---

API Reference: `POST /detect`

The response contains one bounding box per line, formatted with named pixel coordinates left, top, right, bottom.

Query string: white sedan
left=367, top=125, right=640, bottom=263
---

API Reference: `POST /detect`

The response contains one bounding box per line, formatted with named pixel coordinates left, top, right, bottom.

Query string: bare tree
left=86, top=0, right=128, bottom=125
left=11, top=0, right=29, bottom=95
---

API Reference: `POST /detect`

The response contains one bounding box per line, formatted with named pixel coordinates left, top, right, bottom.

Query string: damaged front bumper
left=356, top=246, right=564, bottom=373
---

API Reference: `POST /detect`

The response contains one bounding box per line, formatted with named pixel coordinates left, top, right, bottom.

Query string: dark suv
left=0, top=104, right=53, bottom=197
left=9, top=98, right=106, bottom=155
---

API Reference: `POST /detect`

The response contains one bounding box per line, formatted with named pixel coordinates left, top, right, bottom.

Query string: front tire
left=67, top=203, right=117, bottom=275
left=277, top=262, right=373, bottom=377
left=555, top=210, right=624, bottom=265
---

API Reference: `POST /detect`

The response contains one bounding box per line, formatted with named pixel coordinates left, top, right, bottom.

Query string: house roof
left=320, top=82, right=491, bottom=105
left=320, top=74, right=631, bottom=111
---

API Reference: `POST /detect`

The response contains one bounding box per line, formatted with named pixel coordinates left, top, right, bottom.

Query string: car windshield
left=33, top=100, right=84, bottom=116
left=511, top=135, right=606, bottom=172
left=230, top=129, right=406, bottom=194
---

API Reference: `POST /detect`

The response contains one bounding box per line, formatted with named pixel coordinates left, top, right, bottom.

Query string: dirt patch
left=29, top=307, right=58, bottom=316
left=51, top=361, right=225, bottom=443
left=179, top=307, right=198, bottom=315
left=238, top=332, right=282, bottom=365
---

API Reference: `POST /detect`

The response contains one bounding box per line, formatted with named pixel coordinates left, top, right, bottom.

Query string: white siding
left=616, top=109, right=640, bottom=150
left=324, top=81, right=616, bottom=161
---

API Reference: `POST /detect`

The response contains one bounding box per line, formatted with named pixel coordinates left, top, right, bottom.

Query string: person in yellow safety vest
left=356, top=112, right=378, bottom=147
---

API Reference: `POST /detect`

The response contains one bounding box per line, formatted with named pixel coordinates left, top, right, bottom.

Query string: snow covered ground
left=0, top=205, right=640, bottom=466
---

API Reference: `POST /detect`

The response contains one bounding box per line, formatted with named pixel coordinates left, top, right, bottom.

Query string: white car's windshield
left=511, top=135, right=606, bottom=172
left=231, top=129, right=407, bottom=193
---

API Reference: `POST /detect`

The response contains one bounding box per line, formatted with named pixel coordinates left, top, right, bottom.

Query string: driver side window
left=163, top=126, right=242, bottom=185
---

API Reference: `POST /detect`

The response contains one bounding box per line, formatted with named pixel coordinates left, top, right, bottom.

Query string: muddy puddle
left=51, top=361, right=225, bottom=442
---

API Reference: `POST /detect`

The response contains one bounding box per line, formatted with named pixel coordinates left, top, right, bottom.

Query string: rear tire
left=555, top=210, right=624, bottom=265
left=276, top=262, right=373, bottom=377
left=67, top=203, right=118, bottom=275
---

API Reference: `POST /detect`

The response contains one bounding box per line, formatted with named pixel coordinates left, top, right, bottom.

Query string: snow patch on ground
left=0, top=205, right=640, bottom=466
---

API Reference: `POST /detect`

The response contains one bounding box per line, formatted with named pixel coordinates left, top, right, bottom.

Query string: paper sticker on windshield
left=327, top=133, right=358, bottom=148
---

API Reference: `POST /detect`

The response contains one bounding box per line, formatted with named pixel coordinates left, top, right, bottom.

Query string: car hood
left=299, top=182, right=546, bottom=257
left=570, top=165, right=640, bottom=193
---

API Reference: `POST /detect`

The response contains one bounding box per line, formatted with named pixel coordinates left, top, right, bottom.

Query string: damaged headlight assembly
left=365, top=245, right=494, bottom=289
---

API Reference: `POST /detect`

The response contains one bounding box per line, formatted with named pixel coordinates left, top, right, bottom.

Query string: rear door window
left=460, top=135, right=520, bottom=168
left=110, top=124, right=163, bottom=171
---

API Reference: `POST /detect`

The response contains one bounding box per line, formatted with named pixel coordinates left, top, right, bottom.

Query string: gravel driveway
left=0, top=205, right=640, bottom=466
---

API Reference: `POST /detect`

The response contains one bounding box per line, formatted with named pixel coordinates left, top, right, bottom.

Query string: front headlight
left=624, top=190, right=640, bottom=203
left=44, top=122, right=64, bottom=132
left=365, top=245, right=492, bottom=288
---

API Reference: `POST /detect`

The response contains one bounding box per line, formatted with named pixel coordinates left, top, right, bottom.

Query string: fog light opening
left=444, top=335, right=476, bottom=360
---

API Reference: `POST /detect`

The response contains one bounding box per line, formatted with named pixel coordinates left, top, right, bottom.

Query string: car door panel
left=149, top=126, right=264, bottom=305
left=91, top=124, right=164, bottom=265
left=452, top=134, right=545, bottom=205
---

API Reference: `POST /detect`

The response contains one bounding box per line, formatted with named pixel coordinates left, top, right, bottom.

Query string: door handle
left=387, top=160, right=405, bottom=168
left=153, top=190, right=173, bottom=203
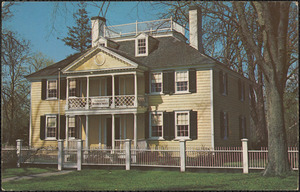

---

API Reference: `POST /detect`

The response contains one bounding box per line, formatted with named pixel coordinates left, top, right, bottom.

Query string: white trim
left=174, top=111, right=191, bottom=139
left=149, top=71, right=164, bottom=95
left=135, top=33, right=149, bottom=57
left=174, top=70, right=190, bottom=93
left=46, top=79, right=58, bottom=100
left=210, top=68, right=215, bottom=149
left=45, top=114, right=58, bottom=140
left=148, top=111, right=164, bottom=140
left=99, top=116, right=102, bottom=147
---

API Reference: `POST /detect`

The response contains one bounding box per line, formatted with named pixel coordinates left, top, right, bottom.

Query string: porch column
left=66, top=115, right=69, bottom=149
left=133, top=113, right=137, bottom=149
left=85, top=77, right=90, bottom=109
left=134, top=72, right=138, bottom=107
left=111, top=75, right=115, bottom=108
left=85, top=115, right=89, bottom=149
left=65, top=78, right=69, bottom=109
left=111, top=114, right=115, bottom=149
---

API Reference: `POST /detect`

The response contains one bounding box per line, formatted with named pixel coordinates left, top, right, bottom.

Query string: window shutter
left=115, top=76, right=120, bottom=95
left=163, top=71, right=175, bottom=94
left=60, top=115, right=66, bottom=139
left=226, top=112, right=229, bottom=138
left=163, top=112, right=175, bottom=140
left=189, top=69, right=197, bottom=93
left=106, top=76, right=112, bottom=95
left=40, top=116, right=46, bottom=140
left=239, top=116, right=243, bottom=139
left=145, top=111, right=150, bottom=139
left=74, top=115, right=80, bottom=139
left=219, top=71, right=224, bottom=94
left=190, top=111, right=198, bottom=140
left=238, top=79, right=242, bottom=100
left=220, top=111, right=224, bottom=139
left=225, top=73, right=228, bottom=95
left=75, top=79, right=80, bottom=97
left=42, top=79, right=47, bottom=100
left=55, top=114, right=59, bottom=139
left=60, top=78, right=67, bottom=100
left=144, top=71, right=150, bottom=94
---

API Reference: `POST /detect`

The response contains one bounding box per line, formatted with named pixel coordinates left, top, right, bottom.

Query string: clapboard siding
left=31, top=82, right=66, bottom=147
left=214, top=69, right=250, bottom=146
left=149, top=70, right=212, bottom=147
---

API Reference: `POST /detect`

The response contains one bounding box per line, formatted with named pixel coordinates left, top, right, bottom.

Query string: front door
left=106, top=117, right=120, bottom=147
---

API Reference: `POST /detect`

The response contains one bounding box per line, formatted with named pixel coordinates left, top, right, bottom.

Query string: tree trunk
left=263, top=78, right=291, bottom=176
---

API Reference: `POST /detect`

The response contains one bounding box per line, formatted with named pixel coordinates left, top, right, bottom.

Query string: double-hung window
left=47, top=80, right=57, bottom=99
left=175, top=71, right=189, bottom=92
left=69, top=79, right=76, bottom=97
left=151, top=72, right=162, bottom=93
left=137, top=39, right=147, bottom=55
left=175, top=111, right=190, bottom=138
left=46, top=115, right=57, bottom=139
left=68, top=116, right=76, bottom=139
left=150, top=112, right=163, bottom=138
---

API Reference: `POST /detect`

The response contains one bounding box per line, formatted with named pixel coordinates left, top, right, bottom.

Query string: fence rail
left=1, top=140, right=299, bottom=173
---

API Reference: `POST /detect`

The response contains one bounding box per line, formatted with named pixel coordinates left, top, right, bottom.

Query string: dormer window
left=135, top=34, right=149, bottom=56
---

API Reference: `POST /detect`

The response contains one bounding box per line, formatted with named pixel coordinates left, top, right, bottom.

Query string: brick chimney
left=91, top=16, right=106, bottom=47
left=189, top=6, right=204, bottom=53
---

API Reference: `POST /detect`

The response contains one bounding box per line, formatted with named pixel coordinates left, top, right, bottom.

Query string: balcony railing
left=104, top=17, right=185, bottom=38
left=67, top=95, right=147, bottom=109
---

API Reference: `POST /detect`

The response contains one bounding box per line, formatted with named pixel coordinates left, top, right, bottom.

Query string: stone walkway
left=2, top=170, right=73, bottom=182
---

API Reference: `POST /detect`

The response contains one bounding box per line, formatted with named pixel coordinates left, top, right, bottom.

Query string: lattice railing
left=68, top=95, right=147, bottom=109
left=115, top=95, right=135, bottom=108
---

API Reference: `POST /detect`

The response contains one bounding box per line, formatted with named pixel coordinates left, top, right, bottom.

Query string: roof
left=118, top=37, right=218, bottom=69
left=26, top=36, right=219, bottom=78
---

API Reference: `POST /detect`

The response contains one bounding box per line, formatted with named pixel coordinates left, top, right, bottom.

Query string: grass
left=2, top=169, right=299, bottom=191
left=1, top=168, right=57, bottom=179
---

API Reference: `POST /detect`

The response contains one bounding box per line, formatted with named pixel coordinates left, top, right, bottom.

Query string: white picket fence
left=1, top=140, right=299, bottom=173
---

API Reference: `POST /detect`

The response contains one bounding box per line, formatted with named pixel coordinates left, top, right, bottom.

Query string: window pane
left=47, top=117, right=56, bottom=127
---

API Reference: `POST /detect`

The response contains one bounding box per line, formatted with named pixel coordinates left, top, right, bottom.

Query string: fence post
left=125, top=139, right=131, bottom=170
left=16, top=139, right=23, bottom=167
left=77, top=139, right=82, bottom=171
left=179, top=140, right=186, bottom=172
left=241, top=139, right=249, bottom=174
left=57, top=139, right=64, bottom=171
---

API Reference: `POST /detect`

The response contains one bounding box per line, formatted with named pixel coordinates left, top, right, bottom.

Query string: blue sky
left=2, top=1, right=162, bottom=62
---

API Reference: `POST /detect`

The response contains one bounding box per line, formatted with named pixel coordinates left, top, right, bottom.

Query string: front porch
left=65, top=113, right=147, bottom=149
left=65, top=72, right=148, bottom=114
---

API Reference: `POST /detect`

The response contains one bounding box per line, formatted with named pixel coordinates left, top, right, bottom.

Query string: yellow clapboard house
left=27, top=7, right=251, bottom=148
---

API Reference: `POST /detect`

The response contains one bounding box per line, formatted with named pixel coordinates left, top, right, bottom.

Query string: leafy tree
left=62, top=2, right=91, bottom=52
left=1, top=31, right=30, bottom=144
left=152, top=2, right=298, bottom=175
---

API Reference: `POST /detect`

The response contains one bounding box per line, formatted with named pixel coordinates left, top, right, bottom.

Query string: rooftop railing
left=104, top=17, right=185, bottom=38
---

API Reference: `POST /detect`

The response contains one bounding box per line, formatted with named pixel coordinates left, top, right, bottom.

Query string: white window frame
left=149, top=111, right=164, bottom=140
left=149, top=71, right=164, bottom=94
left=46, top=79, right=58, bottom=100
left=67, top=116, right=76, bottom=139
left=68, top=78, right=78, bottom=98
left=45, top=115, right=57, bottom=140
left=174, top=111, right=191, bottom=139
left=135, top=35, right=149, bottom=57
left=175, top=70, right=190, bottom=93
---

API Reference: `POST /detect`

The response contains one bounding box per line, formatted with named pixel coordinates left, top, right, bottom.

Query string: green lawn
left=1, top=168, right=57, bottom=178
left=2, top=169, right=299, bottom=191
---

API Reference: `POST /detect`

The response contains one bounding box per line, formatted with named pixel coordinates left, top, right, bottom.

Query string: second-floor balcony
left=65, top=72, right=148, bottom=111
left=68, top=95, right=148, bottom=110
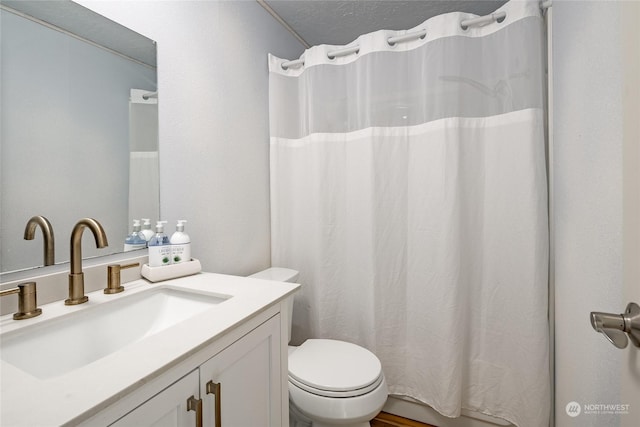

__Written problem__: Output the lines from the start of the material above through the line containing "left=11, top=0, right=29, bottom=95", inclusive, as a JSON list of strings with one string per line and blank lines omitted.

__Expected answer__:
[
  "---",
  "API Reference: `POST /detect`",
  "The response contains one bounding box per line, formatted with named pixel coordinates left, top, right, bottom.",
  "Query string: white sedan",
  "left=367, top=125, right=640, bottom=263",
  "---",
  "API Reference: `POST /detect`",
  "The response contains one bounding box per line, formatted with named pixel coordinates left, top, right, bottom.",
  "Query string: bare tree",
  "left=86, top=0, right=128, bottom=125",
  "left=11, top=0, right=29, bottom=95"
]